▶ [What the exercise asks]:
Reproduce the material below word for word, leaving out the pictures.

▶ [Material shown]:
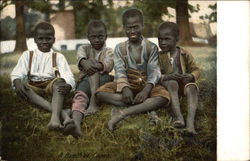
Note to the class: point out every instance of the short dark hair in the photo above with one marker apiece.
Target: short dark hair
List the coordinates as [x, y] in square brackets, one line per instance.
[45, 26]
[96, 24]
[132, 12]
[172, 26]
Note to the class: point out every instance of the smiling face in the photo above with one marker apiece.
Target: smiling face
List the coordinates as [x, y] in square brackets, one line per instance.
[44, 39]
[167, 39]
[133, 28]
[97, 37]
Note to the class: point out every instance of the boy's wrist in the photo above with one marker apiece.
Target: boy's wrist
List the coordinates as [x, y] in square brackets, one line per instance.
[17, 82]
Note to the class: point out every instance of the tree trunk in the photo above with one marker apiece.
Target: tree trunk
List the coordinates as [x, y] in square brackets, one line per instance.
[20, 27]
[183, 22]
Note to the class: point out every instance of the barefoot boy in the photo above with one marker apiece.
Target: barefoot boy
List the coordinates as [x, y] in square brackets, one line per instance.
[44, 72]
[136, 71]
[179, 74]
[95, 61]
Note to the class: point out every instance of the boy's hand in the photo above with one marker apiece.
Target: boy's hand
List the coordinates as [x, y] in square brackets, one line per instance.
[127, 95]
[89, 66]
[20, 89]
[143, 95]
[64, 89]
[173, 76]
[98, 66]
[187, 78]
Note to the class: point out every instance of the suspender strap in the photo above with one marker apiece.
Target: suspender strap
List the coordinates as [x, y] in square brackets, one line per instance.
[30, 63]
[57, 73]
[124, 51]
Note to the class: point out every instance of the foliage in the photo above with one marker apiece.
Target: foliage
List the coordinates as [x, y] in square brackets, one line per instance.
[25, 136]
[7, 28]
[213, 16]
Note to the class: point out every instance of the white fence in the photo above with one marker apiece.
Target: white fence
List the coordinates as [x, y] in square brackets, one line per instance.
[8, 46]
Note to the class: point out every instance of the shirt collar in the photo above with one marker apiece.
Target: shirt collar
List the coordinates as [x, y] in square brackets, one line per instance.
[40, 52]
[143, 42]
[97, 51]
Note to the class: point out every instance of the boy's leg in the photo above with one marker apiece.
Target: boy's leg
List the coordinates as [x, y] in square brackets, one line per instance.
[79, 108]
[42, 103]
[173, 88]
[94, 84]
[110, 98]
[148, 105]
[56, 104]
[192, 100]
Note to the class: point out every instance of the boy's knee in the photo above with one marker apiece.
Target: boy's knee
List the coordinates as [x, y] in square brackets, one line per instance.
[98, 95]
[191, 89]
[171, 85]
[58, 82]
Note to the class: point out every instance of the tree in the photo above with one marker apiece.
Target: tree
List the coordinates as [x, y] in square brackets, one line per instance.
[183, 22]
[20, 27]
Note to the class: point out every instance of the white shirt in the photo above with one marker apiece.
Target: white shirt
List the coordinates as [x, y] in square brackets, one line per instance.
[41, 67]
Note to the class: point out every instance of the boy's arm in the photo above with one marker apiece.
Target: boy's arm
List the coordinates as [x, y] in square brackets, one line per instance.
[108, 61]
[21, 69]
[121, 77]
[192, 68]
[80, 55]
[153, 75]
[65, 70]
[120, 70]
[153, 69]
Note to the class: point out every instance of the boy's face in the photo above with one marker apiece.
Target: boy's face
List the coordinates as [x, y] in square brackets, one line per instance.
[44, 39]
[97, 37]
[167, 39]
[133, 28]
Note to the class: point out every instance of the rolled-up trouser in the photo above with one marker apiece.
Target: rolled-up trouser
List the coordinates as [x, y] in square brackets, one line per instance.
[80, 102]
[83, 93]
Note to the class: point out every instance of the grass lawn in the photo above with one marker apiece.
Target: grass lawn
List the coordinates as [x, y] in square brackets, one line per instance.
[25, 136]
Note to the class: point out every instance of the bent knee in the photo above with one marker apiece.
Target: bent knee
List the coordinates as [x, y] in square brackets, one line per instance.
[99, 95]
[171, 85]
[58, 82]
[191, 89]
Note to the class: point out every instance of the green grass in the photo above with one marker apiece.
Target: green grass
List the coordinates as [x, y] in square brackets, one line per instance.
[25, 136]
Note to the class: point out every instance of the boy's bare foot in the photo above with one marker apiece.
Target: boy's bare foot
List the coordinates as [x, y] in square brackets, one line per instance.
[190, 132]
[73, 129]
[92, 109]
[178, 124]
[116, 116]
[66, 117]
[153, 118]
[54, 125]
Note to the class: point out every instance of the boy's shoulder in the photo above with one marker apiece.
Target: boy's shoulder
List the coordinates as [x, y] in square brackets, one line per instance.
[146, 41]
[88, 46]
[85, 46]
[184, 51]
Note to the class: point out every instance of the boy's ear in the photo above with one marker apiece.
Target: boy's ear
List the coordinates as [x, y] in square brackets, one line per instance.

▶ [Exercise output]:
Note to the class: point out every instance of the short dark hair in the photo above with one marker apiece.
Target: short dark hair
List the coordinates as [x, y] in square brackets, one line per instance.
[45, 26]
[96, 24]
[132, 12]
[172, 26]
Note to the class: point out every instance of the smiling face in the photo above with one marker apiece.
Target: smiling face
List the coordinates as [x, y] in square brackets, one line per instance.
[44, 39]
[167, 39]
[133, 28]
[97, 37]
Note to the class: point out every instance of the boy's wrist in the photo above with one marker apiece.
Target: boy's wrist
List the coordinates as [x, y] in square brackets, one line per instance.
[17, 82]
Note to the class: point out every instance of the tree trunk in the photo above with one marker apiece.
Target: tree trunk
List the coordinates as [x, y] in square brackets, one line per instance.
[20, 27]
[183, 22]
Note to the class: point out every instance of the barefoot boy in the photo above with one marker apiece.
Target: barefoot boy
List the coordinates as [x, y] in square brackets, one line per instance.
[44, 72]
[136, 71]
[179, 74]
[95, 61]
Note to the class: point out every instance of the boy's hand in the photo above with one marker apiece.
Target: boy's hand
List the coordinates as [x, y] in square brackets, one line per instance.
[127, 95]
[89, 66]
[20, 89]
[143, 95]
[64, 89]
[173, 76]
[98, 66]
[187, 78]
Note to the class: point out every instance of the suspender strap in the photo above with one marker apiece.
Target: suspender strap
List the coordinates as [x, y] in square brackets, one line per instance.
[30, 63]
[57, 73]
[124, 51]
Note to the class: point out every instance of the foliage in the photo above with one marker apiece.
Target: foliage
List the coordinates as [x, y] in square brackets, one line per instance.
[25, 136]
[7, 28]
[213, 16]
Note to the class: point out every instance of the white fence in the photo above with one marker apiece.
Target: white fence
List the coordinates as [x, y] in square brackets, one line per instance.
[8, 46]
Note to the class: point out every instance of the shirt collar in the photo above with one marker apiece.
Target: shirt collar
List the coordinates as [x, y] in square brackets, one line per instance.
[40, 52]
[143, 42]
[97, 51]
Note to the class: point out every instance of the boy's leg in the photo above with one marker apiece.
Target: boy's leg
List the coordinates as [x, y] in square brackets, one line per instance.
[79, 108]
[42, 103]
[173, 88]
[94, 84]
[110, 98]
[148, 105]
[56, 104]
[192, 100]
Note to the class: point out every instance of the boy's knee in the photo above with one marker apiece.
Target: boy's knee
List the coordinates as [x, y] in square brackets, one line per instance.
[98, 95]
[191, 89]
[171, 85]
[58, 82]
Note to the class: point out every instance of the tree in the photo above with one marker apiece.
Target: tree
List the coordinates as [x, y] in square brackets, one line per instance.
[183, 22]
[20, 27]
Note to the class: point out every instance of the white shirt in the photo above with one marker apiece.
Target: white shirt
List the coordinates as [x, y] in square brackets, one line per instance.
[41, 67]
Note to the class: point out every instance of the boy's arm in the photo above with one marker apiece.
Target: boy's arm
List the coordinates as [x, y] in square brackets, one line per instance.
[108, 61]
[21, 69]
[121, 77]
[192, 68]
[80, 55]
[153, 75]
[65, 70]
[120, 70]
[153, 69]
Note to the class: point out every instance of the boy's face in the photo above with one marker apiece.
Target: boy's face
List the coordinates as [x, y] in square brackets, one line per instance.
[44, 39]
[97, 37]
[167, 39]
[133, 28]
Note to the class: point out every instance of the rolled-up trouser in the photo above with one marker apiece.
Target: rolled-up trouser
List the coordinates as [x, y] in square brackets, one line per instance.
[80, 102]
[83, 93]
Note to the class: point out every instance of the grass lawn in the photo above with one marker apiece.
Target: grass lawn
List the coordinates as [x, y] in square brackets, one line per instance.
[25, 136]
Note to the class: point out every instance of the bent knee in the photo above with one marker apiece.
Target: bent knee
List the coordinates as [x, y] in square brackets, one line per instance.
[99, 95]
[171, 85]
[58, 82]
[191, 89]
Note to the class: point out every instance of the green grass in the photo above with one marker apiece.
Target: green grass
List the coordinates as [x, y] in square brackets, one line per instance.
[25, 136]
Note to the class: point out every instance of the boy's bare foot in the photo above with one marker apiece.
Target: boy's bare foot
List the coordinates as [x, y] in square brackets, one line per instance.
[190, 132]
[73, 129]
[92, 109]
[178, 124]
[116, 116]
[66, 117]
[153, 118]
[54, 125]
Note to the class: point out every instance of the boy's shoulder in the photo above with one marker apiece.
Target: boy's shoulder
List the coordinates as [x, y] in square brackets, one line per instance.
[146, 41]
[88, 46]
[85, 46]
[184, 51]
Note to the class: point out every instance of the boy's ear in the photo above with one marker apiece.
Target: boy's ear
List the coordinates as [x, y] in square brackets, one line per instance.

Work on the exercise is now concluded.